* [Quoted text]
------------------------------------------------------------

I’m new to laser anything besides building one from a kit 50 years ago as a kid and it was just a helium neon laser.
With that said I have not tried any of the above material just been reading up on what works what doesn’t and what to avoid all together.
So I’m a bit confused maybe someone much smarter can give me a dumbed down explanation that has a min.
I’m reading Acrylic is a-ok that it works like a charm. Great and I’ve seen some great stuff.
I’m also reading that plexiglass is a no go bad bad. But my confusion is both products are chemically identical. Both are polymerization of methyl methacrylate. Acrylic is poured into a mold between two sheets of glass and compressed while plexiglass is extruded.
I never worked industrially with plexiglass but I did work in a foundry or two in the day and casting aluminum and extruding aluminum is exactly the same chemically the end product is different but they have identical properties.
Now lexan and a few other brand names I know are different they use Polycarbonate so I can completely understand how it would be different and from what i understand the window of the glowforge is made of lexan because it absorbs the rays so well.

------------------------------------------------------------

* [Records shown]
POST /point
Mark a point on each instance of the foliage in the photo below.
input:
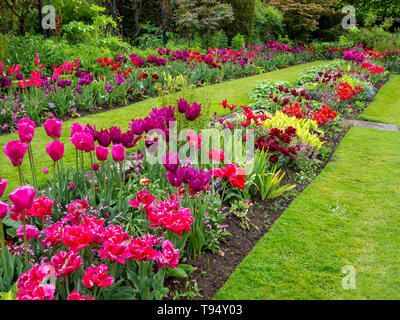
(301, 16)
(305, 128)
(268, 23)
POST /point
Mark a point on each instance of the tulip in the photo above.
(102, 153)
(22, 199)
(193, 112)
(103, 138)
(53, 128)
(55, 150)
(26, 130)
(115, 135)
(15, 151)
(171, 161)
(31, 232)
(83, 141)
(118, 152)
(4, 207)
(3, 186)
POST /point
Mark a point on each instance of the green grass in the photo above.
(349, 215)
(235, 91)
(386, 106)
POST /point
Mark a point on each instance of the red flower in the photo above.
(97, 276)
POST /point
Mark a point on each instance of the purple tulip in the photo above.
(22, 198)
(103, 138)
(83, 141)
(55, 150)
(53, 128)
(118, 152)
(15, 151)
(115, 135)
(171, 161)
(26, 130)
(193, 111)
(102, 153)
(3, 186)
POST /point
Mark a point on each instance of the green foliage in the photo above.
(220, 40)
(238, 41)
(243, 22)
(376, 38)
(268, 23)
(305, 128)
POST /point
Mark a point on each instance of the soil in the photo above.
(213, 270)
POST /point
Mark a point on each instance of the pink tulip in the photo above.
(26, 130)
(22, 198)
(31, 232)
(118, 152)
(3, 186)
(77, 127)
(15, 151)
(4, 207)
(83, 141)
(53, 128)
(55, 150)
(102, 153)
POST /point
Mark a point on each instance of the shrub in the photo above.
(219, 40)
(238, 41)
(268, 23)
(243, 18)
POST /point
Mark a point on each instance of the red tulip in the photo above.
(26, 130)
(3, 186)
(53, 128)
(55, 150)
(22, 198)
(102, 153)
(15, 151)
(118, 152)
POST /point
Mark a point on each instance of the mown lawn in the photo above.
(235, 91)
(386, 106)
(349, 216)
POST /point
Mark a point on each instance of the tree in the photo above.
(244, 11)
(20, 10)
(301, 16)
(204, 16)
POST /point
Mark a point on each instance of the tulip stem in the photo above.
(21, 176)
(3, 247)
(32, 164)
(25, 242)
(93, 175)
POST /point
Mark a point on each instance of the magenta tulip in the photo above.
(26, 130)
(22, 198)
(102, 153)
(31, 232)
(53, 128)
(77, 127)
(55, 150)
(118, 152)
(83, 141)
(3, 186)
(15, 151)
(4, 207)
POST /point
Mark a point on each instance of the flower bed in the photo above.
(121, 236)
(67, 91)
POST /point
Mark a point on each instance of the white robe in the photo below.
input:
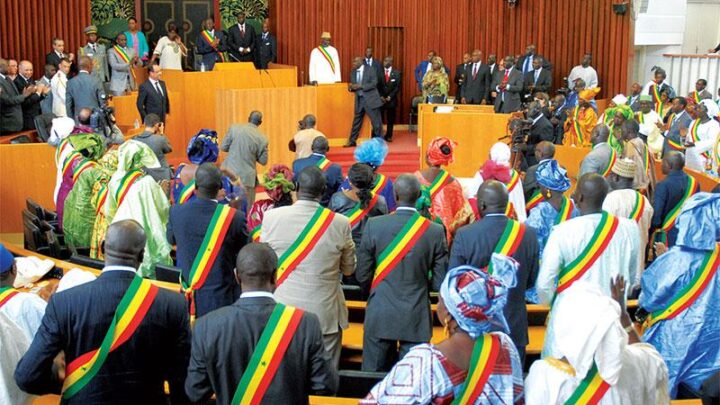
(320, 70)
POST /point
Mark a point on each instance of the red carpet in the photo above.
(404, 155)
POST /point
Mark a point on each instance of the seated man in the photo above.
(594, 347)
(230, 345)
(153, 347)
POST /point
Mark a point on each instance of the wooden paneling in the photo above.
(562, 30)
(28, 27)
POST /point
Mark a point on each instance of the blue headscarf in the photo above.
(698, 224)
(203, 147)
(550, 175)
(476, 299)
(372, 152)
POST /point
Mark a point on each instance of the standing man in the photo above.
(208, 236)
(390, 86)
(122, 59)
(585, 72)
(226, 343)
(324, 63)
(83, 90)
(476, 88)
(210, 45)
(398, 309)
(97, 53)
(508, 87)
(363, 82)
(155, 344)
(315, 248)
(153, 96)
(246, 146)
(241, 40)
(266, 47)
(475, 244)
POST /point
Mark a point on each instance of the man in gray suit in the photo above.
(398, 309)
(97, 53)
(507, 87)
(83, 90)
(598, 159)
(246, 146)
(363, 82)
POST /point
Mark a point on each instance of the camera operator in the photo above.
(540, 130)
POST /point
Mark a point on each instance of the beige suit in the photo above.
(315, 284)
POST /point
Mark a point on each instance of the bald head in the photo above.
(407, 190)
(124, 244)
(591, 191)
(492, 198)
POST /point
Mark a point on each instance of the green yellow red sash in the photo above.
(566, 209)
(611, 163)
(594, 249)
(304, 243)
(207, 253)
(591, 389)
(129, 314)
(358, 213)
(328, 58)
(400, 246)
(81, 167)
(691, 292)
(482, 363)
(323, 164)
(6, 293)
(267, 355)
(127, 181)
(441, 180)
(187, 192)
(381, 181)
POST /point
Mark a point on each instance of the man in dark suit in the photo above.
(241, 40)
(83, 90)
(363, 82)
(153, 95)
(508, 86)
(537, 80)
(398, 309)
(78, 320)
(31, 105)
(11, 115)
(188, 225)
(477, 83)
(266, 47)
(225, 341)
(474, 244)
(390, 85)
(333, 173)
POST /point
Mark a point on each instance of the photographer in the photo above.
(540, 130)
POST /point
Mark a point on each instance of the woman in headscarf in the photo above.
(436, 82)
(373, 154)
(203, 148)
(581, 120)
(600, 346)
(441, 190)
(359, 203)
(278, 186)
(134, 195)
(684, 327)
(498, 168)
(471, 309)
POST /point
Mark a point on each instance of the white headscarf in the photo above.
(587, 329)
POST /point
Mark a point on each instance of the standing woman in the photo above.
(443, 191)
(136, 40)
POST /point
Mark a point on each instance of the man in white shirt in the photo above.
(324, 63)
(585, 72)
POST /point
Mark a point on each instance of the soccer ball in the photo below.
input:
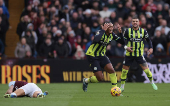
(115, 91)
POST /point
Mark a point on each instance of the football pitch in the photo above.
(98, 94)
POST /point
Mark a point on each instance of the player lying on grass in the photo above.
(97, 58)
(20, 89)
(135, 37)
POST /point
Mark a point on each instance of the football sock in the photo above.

------------------------------------------------------------

* [Task objective] Print the post on acrylic and plexiglass word for word, starting with "I never worked" and going on through "rays so well.". These entries come from a different source than the post.

* [Response to the exercise]
I never worked industrially with plexiglass but I did work in a foundry or two in the day and casting aluminum and extruding aluminum is exactly the same chemically the end product is different but they have identical properties.
Now lexan and a few other brand names I know are different they use Polycarbonate so I can completely understand how it would be different and from what i understand the window of the glowforge is made of lexan because it absorbs the rays so well.